Pull out each line of the entries below that contains the word "window". Case counts.

[Source data]
******************************
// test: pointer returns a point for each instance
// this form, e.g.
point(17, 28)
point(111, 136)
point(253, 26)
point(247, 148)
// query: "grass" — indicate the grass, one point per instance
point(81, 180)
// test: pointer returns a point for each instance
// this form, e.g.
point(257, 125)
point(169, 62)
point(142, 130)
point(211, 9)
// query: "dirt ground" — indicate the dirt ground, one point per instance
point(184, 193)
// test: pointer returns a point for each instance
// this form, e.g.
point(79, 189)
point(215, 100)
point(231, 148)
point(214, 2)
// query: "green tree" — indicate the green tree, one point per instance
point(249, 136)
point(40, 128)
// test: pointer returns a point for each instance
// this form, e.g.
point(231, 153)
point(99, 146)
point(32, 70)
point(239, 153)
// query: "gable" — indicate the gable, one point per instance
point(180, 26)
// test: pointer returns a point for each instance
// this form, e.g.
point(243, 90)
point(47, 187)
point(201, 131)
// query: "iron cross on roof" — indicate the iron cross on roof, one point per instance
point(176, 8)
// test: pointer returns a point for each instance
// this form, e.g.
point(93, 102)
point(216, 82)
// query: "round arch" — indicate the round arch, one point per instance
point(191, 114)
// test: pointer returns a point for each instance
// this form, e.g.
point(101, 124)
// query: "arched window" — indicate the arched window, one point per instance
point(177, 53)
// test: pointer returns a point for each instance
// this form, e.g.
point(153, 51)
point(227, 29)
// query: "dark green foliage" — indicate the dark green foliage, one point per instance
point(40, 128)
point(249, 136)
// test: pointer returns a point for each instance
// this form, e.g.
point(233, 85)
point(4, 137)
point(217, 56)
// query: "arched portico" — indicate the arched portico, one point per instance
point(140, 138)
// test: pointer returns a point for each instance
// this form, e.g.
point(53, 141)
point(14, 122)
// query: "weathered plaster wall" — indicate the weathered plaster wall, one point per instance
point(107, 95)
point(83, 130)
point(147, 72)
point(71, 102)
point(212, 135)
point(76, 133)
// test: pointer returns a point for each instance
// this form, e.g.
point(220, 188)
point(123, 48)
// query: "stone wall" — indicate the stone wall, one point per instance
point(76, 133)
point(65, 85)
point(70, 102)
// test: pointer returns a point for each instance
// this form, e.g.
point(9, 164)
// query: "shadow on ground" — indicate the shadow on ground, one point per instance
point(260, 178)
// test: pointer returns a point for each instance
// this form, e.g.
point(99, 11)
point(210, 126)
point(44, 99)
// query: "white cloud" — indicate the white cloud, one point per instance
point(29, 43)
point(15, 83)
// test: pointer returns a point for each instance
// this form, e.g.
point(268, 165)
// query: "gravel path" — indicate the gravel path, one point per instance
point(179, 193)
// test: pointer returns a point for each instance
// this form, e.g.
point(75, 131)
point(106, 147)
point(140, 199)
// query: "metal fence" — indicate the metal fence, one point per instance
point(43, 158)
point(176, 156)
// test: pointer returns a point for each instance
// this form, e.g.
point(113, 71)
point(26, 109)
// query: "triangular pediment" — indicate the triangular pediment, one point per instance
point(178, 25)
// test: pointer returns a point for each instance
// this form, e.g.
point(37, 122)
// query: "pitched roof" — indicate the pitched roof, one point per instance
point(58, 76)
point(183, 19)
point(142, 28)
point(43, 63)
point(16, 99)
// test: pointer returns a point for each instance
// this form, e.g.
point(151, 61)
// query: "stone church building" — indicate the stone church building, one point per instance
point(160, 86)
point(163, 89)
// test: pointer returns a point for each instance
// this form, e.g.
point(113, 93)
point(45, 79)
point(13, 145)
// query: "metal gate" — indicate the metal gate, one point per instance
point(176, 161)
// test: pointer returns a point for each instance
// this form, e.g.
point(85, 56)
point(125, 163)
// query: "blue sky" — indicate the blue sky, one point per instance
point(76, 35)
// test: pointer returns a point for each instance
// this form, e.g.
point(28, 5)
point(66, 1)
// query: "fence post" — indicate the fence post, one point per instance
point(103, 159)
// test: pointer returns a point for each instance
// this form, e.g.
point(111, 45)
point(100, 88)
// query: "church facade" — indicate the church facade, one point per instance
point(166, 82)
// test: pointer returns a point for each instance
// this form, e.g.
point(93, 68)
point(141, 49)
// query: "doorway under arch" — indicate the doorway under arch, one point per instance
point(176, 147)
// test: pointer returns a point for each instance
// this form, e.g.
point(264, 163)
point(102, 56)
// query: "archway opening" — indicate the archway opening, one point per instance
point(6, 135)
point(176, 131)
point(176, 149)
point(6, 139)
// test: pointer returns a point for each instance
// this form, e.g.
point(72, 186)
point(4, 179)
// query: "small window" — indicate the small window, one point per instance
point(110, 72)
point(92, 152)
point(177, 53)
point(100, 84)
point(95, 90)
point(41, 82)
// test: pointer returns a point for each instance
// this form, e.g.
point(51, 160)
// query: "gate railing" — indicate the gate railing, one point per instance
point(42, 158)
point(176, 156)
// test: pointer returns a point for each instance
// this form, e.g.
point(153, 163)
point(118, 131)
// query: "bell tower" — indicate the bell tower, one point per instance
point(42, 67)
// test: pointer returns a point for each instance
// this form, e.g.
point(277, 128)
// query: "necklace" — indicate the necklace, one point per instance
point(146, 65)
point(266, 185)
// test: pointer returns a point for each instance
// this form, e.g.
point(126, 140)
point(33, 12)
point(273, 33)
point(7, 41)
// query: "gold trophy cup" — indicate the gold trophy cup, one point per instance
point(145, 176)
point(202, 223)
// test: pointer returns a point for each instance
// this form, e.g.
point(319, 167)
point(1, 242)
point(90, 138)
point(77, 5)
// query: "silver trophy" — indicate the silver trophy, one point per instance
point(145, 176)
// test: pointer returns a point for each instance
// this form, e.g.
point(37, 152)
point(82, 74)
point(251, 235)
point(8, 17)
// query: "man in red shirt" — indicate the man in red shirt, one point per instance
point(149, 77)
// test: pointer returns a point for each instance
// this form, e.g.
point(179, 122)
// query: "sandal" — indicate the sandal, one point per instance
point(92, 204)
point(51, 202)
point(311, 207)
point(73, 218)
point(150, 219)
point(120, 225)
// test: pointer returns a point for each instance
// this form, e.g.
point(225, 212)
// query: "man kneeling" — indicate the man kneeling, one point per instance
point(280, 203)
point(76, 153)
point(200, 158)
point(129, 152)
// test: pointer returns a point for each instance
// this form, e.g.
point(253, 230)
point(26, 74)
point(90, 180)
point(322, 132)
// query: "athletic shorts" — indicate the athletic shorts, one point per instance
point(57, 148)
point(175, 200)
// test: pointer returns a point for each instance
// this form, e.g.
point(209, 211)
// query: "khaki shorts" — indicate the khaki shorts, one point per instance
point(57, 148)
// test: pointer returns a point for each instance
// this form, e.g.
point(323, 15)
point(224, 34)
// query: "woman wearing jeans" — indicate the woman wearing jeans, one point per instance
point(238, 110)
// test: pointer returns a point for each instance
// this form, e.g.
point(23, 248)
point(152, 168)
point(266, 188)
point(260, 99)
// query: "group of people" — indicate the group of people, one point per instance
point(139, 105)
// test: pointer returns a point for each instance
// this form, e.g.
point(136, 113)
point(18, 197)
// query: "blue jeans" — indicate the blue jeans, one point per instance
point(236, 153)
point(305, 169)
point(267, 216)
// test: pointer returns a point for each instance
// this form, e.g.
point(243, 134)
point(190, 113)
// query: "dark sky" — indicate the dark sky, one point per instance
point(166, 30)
******************************
- _Output of the exercise_
// query: "arched window" — indicate the arched window, one point per instance
// query: "small window" — indicate the small window, one point per instance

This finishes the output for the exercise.